Exercise description: Could you report every line from the entries that includes the word "blurred"?

### Records provided ###

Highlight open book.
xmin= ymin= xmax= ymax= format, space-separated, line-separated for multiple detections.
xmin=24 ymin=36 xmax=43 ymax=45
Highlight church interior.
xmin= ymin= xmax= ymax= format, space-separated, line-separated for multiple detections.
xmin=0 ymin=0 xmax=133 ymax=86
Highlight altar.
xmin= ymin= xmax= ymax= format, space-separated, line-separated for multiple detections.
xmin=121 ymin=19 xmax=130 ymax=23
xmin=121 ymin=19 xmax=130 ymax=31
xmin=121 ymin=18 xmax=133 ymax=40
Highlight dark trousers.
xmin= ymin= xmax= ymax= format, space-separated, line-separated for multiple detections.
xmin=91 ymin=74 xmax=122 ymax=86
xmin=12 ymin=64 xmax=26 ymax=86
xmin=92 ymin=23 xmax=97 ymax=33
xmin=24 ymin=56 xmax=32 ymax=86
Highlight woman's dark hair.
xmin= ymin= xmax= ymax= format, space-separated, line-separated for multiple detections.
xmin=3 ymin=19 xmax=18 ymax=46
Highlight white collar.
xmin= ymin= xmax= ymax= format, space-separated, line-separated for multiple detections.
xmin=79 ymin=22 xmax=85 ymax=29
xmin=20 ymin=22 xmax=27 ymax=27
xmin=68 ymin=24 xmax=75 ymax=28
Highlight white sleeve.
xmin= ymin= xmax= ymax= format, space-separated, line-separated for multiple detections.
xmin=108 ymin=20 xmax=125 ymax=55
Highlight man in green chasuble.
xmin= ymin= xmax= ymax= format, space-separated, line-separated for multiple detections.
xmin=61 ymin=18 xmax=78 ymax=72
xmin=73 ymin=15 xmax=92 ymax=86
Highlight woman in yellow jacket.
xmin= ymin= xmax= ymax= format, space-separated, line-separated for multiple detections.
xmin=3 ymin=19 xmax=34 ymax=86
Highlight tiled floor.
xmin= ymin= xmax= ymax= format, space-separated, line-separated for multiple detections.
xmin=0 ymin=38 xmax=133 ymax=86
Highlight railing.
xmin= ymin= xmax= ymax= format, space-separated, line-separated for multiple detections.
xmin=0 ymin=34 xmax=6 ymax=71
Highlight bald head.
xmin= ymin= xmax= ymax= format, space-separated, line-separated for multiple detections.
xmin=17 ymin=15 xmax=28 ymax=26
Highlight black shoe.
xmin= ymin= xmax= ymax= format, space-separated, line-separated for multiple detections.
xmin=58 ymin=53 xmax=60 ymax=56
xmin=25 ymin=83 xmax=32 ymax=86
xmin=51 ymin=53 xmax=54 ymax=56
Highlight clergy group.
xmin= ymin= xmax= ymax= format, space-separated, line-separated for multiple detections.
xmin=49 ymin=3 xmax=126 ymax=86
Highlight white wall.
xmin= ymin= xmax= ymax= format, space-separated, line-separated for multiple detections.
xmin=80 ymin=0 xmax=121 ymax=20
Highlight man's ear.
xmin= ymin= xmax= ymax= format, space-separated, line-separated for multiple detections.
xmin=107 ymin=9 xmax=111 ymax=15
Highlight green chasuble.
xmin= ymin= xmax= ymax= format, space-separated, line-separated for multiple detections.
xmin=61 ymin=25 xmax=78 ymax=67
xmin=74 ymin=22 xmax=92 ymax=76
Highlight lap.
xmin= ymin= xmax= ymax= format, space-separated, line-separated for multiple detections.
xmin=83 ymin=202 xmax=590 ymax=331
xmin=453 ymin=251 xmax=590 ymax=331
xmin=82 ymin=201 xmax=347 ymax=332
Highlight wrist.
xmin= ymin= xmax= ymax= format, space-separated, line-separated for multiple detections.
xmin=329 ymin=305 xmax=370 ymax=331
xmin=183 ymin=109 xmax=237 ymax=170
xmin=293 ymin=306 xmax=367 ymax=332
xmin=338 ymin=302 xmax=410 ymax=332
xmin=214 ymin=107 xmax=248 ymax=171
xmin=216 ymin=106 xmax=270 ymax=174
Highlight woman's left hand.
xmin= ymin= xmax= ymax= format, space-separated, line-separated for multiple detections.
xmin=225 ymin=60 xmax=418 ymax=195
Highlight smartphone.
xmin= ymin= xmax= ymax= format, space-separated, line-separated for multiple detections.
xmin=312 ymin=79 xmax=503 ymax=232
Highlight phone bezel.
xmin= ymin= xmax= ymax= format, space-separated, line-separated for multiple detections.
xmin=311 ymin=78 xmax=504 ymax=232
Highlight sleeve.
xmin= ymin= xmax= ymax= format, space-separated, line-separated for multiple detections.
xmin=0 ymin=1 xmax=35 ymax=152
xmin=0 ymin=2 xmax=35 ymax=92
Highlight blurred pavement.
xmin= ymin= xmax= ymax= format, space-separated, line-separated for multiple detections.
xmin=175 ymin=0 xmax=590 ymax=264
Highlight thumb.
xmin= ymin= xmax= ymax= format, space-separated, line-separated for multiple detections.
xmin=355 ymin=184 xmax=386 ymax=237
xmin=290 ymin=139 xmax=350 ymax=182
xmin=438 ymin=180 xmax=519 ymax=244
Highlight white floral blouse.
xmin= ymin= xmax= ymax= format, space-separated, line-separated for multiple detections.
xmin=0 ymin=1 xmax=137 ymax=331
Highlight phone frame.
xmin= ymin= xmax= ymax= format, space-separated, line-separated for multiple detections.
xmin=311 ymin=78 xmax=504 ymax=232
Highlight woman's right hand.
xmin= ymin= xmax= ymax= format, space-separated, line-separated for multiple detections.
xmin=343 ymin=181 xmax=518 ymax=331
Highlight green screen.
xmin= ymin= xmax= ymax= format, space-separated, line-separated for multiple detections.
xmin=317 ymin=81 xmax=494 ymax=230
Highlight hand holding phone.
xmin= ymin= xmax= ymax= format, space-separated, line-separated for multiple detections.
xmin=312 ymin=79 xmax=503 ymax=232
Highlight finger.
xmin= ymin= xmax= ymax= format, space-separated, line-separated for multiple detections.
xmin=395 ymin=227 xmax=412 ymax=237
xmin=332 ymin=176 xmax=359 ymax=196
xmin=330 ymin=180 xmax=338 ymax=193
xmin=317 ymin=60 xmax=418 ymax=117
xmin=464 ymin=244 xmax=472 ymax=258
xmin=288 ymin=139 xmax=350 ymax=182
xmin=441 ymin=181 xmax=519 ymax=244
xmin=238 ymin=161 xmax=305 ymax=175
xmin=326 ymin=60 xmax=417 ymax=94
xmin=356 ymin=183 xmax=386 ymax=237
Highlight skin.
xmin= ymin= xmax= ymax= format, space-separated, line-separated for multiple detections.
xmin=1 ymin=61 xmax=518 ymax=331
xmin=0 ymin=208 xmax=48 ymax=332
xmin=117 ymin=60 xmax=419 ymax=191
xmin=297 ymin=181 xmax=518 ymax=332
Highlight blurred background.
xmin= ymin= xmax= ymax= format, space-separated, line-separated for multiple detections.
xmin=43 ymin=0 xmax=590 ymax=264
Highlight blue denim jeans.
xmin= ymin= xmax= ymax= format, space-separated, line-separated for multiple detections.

###

Result:
Highlight blurred pavement.
Highlight blurred background.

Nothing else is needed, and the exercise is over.